• Goal of the exercise: Pick out each line in the entries below that contains the word "rice", and copy those lines.

======

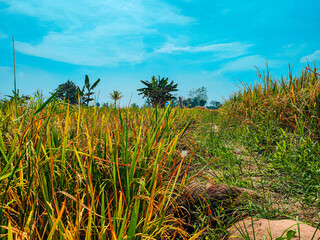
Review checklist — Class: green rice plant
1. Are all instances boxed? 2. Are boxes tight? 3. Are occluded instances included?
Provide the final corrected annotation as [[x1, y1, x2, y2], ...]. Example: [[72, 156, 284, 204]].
[[0, 97, 208, 239]]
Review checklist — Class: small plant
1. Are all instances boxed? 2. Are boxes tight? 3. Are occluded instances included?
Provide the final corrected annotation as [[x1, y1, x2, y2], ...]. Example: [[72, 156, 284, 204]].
[[77, 75, 100, 106], [137, 76, 178, 108], [110, 90, 123, 106]]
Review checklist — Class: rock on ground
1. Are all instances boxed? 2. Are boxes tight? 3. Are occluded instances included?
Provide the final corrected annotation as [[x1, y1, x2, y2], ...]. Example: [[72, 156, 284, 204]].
[[228, 217, 320, 240]]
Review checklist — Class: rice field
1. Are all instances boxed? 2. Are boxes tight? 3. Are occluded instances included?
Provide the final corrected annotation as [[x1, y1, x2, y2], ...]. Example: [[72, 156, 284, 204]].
[[0, 64, 320, 240]]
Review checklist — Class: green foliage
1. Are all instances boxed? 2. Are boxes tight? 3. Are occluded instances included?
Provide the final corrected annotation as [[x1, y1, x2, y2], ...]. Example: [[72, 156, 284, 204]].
[[77, 75, 100, 106], [183, 87, 208, 108], [0, 95, 202, 239], [206, 100, 222, 109], [54, 80, 79, 104], [137, 76, 178, 108], [219, 64, 320, 207], [5, 89, 30, 104], [110, 90, 123, 105]]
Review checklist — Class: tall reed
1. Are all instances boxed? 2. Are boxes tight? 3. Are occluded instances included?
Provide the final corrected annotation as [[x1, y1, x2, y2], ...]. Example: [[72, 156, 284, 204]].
[[0, 98, 201, 239]]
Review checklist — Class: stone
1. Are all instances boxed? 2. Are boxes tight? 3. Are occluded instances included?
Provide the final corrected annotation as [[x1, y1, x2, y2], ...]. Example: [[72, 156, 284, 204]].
[[228, 217, 320, 240]]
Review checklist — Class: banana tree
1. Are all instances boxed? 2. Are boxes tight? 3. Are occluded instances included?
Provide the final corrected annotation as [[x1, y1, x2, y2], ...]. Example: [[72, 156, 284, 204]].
[[137, 76, 178, 108], [78, 75, 100, 106]]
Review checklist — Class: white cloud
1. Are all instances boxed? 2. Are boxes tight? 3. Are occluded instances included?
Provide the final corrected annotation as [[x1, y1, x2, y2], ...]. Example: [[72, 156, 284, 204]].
[[0, 29, 8, 39], [214, 55, 285, 74], [300, 50, 320, 63], [155, 42, 253, 59], [7, 0, 193, 66]]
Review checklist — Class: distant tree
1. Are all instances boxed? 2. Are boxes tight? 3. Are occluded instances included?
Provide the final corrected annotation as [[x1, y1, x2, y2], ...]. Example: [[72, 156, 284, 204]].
[[131, 103, 139, 109], [5, 89, 30, 103], [54, 79, 79, 104], [137, 76, 178, 108], [110, 90, 123, 105], [207, 100, 222, 109], [182, 87, 208, 107], [78, 75, 100, 106]]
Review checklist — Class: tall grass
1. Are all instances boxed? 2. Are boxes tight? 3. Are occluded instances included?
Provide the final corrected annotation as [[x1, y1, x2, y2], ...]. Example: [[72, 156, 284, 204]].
[[0, 98, 205, 239], [220, 66, 320, 208]]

======

• Result:
Review checklist — Class: green rice plant
Review checklist — Class: rice field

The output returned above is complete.